* **STATED GOAL**: Gather every line in the data below that contains the word "building", and copy each one out in full.

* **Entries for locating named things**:
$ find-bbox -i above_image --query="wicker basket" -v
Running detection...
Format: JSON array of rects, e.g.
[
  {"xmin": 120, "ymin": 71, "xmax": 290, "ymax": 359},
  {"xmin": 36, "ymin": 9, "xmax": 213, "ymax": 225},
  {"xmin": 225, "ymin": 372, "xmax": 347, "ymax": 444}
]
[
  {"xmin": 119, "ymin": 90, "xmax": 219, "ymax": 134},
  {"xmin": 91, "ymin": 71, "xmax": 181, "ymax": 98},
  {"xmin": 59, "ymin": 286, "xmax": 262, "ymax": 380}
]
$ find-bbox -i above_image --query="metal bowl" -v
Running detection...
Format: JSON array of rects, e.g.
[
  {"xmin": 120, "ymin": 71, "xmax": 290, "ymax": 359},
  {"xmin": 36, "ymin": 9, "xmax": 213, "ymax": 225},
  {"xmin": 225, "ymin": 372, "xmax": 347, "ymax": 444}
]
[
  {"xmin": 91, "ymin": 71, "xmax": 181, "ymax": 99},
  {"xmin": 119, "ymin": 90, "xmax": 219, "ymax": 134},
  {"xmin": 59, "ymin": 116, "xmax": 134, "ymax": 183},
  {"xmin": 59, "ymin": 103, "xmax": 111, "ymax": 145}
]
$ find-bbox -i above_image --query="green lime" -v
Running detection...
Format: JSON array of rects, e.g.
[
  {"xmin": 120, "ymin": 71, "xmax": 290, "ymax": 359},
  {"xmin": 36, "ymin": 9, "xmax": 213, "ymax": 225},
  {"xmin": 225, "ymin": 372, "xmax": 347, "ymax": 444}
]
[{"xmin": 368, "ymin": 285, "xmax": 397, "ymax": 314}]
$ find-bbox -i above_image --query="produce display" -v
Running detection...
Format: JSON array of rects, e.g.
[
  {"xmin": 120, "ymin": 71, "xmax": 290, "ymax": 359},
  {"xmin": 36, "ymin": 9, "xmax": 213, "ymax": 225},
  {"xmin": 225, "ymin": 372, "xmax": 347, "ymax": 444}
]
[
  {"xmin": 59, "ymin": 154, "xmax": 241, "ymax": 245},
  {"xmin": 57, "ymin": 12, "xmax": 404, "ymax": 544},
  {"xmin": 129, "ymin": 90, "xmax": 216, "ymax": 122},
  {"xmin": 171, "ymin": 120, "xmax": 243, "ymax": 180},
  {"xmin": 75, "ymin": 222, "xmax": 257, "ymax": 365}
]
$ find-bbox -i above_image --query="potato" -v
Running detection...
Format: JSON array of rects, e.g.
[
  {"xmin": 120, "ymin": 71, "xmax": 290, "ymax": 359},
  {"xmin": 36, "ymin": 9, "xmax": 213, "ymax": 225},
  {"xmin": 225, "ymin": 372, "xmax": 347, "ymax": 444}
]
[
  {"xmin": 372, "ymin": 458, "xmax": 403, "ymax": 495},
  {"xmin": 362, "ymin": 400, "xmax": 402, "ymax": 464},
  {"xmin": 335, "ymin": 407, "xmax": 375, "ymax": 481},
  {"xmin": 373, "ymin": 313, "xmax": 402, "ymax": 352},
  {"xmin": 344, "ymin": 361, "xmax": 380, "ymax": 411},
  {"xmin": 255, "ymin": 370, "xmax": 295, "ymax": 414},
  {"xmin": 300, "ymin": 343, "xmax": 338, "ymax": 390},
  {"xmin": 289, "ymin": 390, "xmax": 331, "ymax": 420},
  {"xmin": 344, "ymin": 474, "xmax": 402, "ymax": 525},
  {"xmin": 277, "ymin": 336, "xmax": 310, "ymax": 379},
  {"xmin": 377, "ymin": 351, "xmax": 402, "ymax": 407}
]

* * *

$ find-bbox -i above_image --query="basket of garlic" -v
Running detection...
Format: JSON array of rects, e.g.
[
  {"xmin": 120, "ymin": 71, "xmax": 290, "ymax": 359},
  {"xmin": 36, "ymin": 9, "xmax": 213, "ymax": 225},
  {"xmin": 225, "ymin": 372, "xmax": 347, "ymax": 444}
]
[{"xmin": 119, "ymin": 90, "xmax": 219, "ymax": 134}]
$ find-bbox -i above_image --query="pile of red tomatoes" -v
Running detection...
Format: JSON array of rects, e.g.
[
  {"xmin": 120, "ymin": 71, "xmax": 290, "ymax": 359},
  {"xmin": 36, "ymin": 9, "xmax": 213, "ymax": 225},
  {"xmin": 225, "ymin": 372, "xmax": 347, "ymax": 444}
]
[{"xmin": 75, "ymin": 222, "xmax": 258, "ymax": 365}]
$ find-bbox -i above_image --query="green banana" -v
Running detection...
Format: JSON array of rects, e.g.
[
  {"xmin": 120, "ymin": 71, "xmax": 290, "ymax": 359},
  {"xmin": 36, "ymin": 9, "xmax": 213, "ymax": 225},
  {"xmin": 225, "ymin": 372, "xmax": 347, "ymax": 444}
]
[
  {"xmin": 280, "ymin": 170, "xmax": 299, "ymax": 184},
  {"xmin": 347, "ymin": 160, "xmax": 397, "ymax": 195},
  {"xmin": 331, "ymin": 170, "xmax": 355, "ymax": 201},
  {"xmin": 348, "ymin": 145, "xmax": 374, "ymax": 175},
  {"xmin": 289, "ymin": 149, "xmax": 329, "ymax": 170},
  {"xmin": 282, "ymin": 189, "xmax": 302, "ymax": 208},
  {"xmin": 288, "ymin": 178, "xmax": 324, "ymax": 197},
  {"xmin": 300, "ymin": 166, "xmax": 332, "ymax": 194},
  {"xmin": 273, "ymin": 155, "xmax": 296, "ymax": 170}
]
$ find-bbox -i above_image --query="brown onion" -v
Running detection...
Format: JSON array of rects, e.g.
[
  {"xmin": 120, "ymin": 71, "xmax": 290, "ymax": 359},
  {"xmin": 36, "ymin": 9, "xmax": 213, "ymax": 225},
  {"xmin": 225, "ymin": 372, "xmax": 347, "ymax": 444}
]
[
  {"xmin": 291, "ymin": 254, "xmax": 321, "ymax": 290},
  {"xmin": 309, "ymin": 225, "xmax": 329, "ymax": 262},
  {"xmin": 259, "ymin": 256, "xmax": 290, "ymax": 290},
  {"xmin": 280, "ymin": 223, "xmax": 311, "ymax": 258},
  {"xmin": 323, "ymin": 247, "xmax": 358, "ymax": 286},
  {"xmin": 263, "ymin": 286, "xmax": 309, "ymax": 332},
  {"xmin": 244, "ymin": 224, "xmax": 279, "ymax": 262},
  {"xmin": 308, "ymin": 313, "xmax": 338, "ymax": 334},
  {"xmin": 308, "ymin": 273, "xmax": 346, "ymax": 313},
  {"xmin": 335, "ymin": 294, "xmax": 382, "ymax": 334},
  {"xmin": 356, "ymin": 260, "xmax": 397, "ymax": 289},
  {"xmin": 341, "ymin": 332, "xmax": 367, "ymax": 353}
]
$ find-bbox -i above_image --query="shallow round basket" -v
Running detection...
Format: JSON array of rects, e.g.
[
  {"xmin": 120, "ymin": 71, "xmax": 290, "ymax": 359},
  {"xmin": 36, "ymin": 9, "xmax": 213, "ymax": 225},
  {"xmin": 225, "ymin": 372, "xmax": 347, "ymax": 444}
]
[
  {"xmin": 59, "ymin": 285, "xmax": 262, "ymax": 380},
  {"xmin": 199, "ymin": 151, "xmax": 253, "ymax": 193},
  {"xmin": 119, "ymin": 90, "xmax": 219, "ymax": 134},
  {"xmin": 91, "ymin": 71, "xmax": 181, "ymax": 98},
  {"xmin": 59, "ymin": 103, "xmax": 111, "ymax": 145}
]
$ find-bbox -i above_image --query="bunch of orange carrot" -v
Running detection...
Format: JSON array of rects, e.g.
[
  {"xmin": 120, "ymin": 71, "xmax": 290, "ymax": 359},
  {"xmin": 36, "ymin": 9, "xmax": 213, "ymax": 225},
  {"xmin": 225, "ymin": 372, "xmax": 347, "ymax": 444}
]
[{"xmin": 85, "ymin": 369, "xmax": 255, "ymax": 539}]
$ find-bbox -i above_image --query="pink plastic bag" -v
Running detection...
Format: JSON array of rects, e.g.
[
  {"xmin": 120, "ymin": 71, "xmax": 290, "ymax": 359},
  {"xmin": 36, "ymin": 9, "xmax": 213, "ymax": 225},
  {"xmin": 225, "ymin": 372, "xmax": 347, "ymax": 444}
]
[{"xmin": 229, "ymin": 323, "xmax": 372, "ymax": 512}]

...

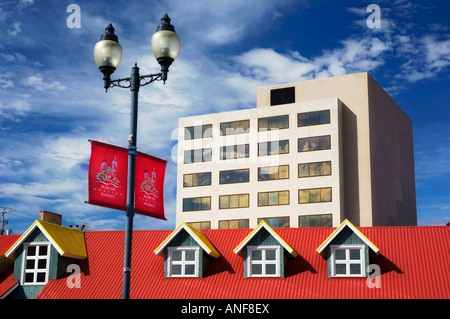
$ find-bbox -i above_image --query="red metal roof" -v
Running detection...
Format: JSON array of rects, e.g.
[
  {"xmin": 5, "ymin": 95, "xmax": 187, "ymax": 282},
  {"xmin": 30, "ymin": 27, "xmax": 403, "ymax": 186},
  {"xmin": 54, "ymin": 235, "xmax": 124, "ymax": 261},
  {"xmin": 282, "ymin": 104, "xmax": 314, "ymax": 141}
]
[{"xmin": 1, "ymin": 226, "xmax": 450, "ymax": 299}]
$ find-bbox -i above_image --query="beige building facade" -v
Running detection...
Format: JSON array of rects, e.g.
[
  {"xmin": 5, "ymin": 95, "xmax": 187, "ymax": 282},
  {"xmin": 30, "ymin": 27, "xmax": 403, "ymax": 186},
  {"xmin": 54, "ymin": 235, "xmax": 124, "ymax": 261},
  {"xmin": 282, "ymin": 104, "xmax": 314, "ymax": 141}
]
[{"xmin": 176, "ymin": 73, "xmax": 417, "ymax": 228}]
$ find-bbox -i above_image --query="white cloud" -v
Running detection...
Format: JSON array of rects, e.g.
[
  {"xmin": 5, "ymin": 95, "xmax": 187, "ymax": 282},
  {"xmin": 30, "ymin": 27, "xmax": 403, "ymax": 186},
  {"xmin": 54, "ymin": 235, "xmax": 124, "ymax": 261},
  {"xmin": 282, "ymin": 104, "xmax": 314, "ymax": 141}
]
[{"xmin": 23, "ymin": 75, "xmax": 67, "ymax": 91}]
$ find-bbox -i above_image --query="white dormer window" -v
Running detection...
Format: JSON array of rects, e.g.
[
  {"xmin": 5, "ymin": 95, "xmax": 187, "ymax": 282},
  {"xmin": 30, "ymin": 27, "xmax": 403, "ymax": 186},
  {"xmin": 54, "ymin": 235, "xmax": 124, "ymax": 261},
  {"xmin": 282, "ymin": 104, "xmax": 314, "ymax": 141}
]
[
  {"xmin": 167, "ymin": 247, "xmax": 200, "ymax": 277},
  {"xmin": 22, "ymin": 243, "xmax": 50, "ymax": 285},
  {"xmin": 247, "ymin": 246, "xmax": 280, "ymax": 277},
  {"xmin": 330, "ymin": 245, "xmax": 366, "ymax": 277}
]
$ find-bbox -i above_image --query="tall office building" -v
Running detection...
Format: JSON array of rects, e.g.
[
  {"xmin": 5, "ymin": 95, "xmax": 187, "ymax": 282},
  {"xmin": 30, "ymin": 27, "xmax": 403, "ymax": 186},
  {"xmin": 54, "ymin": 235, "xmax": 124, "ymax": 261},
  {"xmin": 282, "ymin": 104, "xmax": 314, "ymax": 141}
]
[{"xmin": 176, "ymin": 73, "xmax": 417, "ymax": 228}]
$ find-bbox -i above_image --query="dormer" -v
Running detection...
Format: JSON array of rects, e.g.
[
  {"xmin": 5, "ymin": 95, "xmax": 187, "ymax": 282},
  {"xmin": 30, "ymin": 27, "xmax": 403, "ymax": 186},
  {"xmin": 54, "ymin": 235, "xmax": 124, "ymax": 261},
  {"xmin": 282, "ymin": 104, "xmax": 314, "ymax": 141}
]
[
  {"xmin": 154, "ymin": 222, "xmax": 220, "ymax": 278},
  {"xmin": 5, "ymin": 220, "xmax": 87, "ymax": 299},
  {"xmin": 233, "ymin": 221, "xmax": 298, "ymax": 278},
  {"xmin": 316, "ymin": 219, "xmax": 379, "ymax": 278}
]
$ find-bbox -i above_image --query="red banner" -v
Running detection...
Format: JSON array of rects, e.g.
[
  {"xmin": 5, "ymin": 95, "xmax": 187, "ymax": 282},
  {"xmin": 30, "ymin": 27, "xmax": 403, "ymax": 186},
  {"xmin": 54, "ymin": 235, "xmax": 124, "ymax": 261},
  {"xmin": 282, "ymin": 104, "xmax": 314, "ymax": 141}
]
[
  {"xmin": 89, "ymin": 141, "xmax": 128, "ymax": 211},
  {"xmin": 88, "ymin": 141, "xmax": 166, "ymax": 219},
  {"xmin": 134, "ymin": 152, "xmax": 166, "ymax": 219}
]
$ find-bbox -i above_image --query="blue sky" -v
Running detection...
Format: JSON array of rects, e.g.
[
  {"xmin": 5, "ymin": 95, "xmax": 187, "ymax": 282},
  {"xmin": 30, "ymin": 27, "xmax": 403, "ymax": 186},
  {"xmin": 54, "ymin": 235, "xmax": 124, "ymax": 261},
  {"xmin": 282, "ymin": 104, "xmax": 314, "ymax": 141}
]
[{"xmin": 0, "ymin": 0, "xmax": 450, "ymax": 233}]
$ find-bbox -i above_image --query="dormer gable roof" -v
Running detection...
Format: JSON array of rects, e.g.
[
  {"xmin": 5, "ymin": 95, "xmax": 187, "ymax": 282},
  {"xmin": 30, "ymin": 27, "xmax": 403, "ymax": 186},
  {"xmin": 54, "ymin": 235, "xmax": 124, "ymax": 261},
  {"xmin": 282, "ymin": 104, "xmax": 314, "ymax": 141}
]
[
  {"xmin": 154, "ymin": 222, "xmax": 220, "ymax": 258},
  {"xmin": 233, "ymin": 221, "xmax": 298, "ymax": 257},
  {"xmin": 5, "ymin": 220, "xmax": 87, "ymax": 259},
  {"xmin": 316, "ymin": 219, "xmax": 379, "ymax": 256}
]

* **COMPLETE OUTPUT**:
$ find-bbox -i above_image --query="beige building facade" -v
$ find-bbox -i above_image --query="tall office building" -v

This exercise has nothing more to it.